• **YOUR OBJECTIVE**: Pictures aside, the data must be reproduced exactly.

• **Dataset entries**:
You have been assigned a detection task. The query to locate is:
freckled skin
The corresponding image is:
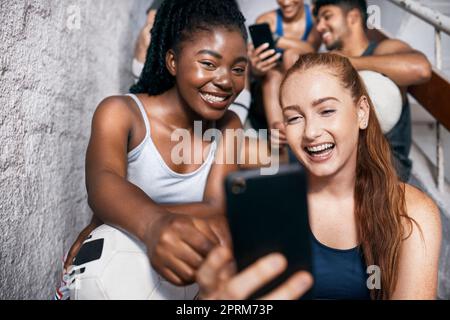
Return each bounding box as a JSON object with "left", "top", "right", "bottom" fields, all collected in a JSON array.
[{"left": 281, "top": 67, "right": 361, "bottom": 178}]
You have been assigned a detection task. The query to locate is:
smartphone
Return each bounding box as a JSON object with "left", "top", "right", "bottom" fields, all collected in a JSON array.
[
  {"left": 249, "top": 23, "right": 276, "bottom": 50},
  {"left": 225, "top": 164, "right": 312, "bottom": 299}
]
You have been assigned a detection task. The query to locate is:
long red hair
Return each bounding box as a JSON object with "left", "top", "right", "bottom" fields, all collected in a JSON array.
[{"left": 282, "top": 53, "right": 414, "bottom": 299}]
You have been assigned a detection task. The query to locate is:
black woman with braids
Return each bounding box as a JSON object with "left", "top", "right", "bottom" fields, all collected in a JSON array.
[{"left": 56, "top": 0, "right": 250, "bottom": 300}]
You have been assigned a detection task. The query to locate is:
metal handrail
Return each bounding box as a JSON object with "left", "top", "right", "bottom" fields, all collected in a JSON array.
[
  {"left": 386, "top": 0, "right": 449, "bottom": 191},
  {"left": 387, "top": 0, "right": 450, "bottom": 35}
]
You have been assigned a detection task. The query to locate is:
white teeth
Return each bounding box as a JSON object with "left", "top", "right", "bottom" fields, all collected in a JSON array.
[
  {"left": 200, "top": 93, "right": 227, "bottom": 103},
  {"left": 306, "top": 143, "right": 334, "bottom": 153}
]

• **REPLY TO THE TASK**:
You have been assigned a detection task. The query to locate is:
freckled skin
The corresponding image is:
Return each bounding box as a JSON object with "left", "top", "right", "bottom" fields, all collected in a JSON array.
[{"left": 281, "top": 67, "right": 361, "bottom": 178}]
You have been assigned a detection task. The query to locate is:
smartphone
Return each bounding box as a JSON object with "left", "top", "right", "bottom" fields, all collected in a JSON array.
[
  {"left": 249, "top": 23, "right": 276, "bottom": 50},
  {"left": 225, "top": 164, "right": 312, "bottom": 299}
]
You have been assigned a detection task. The query to locate is:
long red hair
Return each bounding box as a JSON object with "left", "top", "right", "bottom" fields, all collected in a JSON array.
[{"left": 282, "top": 53, "right": 414, "bottom": 299}]
You have been assigned a detection task. The query to locate is:
black woman with braids
Return each bounding box as a JSON object with "left", "top", "right", "bottom" fields, all collected in a JSON array.
[{"left": 56, "top": 0, "right": 250, "bottom": 300}]
You have been assigned a detection task. The query to locate is:
metal handrail
Return each bounding box as a JSON object with "left", "top", "right", "bottom" fields, all collected in a JSON array.
[
  {"left": 386, "top": 0, "right": 449, "bottom": 191},
  {"left": 387, "top": 0, "right": 450, "bottom": 35}
]
You have been assigned a detection task. The query to locate is:
white teeth
Return each bounding box as a JSON object with "left", "top", "right", "bottom" fields, all collected in a JSON array.
[
  {"left": 200, "top": 93, "right": 227, "bottom": 103},
  {"left": 306, "top": 143, "right": 334, "bottom": 153}
]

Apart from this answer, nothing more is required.